-- DATASET follows --

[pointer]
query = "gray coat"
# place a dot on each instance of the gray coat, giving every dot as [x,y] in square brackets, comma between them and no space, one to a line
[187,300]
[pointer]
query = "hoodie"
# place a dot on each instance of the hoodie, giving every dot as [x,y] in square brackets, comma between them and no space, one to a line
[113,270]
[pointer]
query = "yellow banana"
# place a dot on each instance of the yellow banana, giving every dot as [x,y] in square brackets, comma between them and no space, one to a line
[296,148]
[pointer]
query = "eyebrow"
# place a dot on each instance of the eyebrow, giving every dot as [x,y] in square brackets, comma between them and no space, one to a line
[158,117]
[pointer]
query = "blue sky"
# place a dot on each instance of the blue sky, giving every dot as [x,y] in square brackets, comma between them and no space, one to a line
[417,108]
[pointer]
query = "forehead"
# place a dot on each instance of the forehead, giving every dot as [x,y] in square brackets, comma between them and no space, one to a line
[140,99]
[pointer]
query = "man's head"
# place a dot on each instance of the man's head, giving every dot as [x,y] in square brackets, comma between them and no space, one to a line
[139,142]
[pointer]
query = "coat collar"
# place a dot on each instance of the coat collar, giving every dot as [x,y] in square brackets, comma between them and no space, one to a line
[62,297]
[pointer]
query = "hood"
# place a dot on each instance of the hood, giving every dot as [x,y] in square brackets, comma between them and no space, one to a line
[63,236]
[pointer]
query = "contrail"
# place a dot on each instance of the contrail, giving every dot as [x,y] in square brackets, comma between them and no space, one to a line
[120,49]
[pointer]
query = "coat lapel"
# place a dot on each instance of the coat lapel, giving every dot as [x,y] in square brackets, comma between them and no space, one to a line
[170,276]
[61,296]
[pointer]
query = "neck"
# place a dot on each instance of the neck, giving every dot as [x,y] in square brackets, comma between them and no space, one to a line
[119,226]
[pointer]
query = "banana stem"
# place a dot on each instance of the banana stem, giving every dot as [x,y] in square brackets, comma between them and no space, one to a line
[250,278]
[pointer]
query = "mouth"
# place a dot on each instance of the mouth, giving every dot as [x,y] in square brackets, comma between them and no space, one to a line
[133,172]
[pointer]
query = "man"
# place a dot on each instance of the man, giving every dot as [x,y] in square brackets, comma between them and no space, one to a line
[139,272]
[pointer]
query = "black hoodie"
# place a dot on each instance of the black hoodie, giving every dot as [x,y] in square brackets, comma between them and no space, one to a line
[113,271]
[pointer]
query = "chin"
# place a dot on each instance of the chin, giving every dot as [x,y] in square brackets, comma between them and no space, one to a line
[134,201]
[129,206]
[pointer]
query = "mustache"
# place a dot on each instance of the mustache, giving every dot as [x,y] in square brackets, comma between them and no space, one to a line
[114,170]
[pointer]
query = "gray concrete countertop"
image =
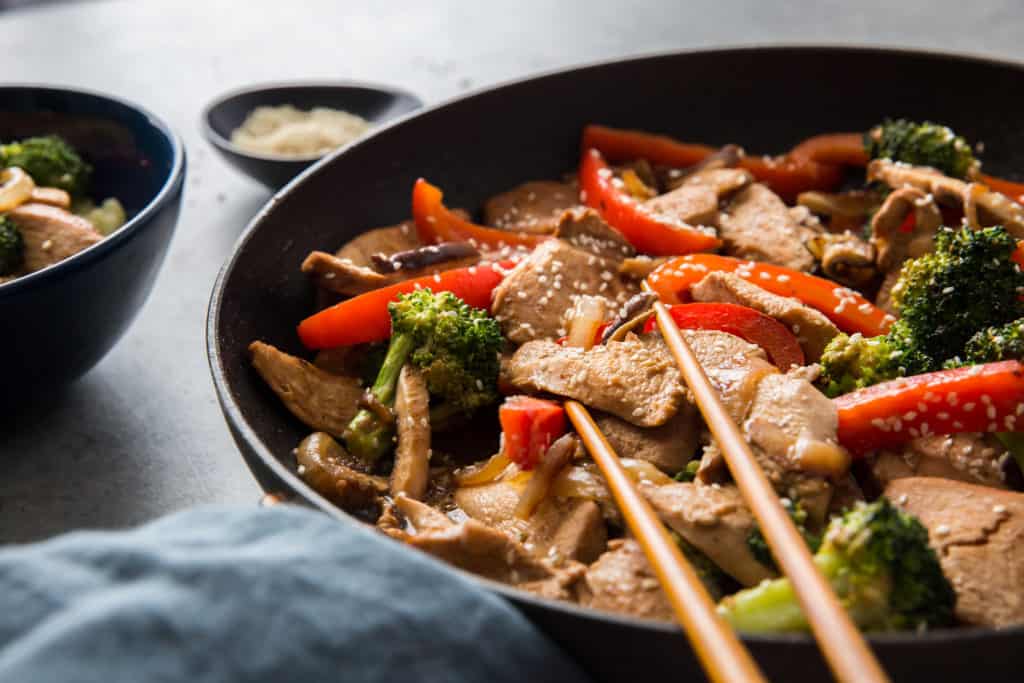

-- DATASET concluded --

Please transcribe all of the entries word for word, with the pictures left out.

[pointer]
query = "gray coat"
# place a dot on each instance of the gray coat, giving every dot as [x,y] in square brackets, comma between them and no space, one to a line
[187,300]
[pointer]
query = "hoodie"
# place a dot on each instance of the hoodie, giving every dot as [x,y] in square brackets, comma between them and no space, one to a line
[113,270]
[pointer]
query = "yellow banana"
# place a dot on each instance of the yellow banana, giving every dot as [x,y] in square brackets, comma between them and no space, one to a line
[296,148]
[pointer]
query = "eyebrow"
# place a dot on each instance of the eyebrow, giving every dot as [x,y] in square brackets, comma between them and no space, one to a line
[158,117]
[pointer]
query = "blue sky"
# place a dot on each instance of the blue sky, giving every dot as [x,y] in square brackets, comma between them and no space, one to a line
[417,108]
[pointer]
query = "forehead"
# place a dot on each instance of the forehead, giving every dot as [x,y] in square brackets, comma between them and no space, one to a line
[140,99]
[pointer]
query = "man's head"
# place a dot on each instance of the man's head, giving every dot as [x,y] in square brackets, comma between them and no space, one to a line
[139,142]
[pointer]
query = "coat collar"
# place a dot on each instance of the coat collar, giving every dot as [x,y] in square brackets, comma between them and no space, one to a line
[62,297]
[pointer]
query = "hood"
# place a dot on each instance of the hood, giving every dot as [x,y] in square brackets, comma between them and no space, one to a line
[63,236]
[pointer]
query = "contrail"
# place a dot on each instance of the contrail, giving every dot as [x,y] in square brackets, comma between them and no space, one to a line
[120,49]
[pointer]
query = "coat lapel"
# place a dot on each instance of the coat lapel, giving every dot as [x,y] in square brackets, comma between them and no space, one to a line
[170,276]
[61,296]
[pointer]
query = "neck"
# place a dot on each instance of the neck, giving every dot as [x,y] in square brackets, comma between them and no space, one to a line
[119,226]
[pointer]
query = "banana stem"
# place a dot on each instance of the banana stem, giving every dot as [x,y] in square brackets, comma between them and no space, one to a line
[250,278]
[pointer]
query = "mouth"
# place a dot on each instance of the mouth, giving every dot as [x,y] in square brackets, comma between them and no space, one to a line
[133,172]
[pointer]
query = "man"
# place a dot on each instance of the man, giving every dot as [x,y] in square brackets, comma between them and no space, one to a line
[139,272]
[pointer]
query = "black hoodie"
# place a dot on each instance of the black hoodie, giving every dot as [x,y] in square brackets, comma between them and no space, one to a line
[113,271]
[pointer]
query = "chin"
# place a dot on each instance of the chin, giving every dot as [x,y] in square brackets, comma between them and no space, one to a line
[134,201]
[129,206]
[pointer]
query = "mustache"
# place a dot on each instance of the mustache, giving every dot as [x,y] in square brackets, comma between them and no space, one to a line
[114,170]
[pointer]
query = "gray concrete countertop"
image =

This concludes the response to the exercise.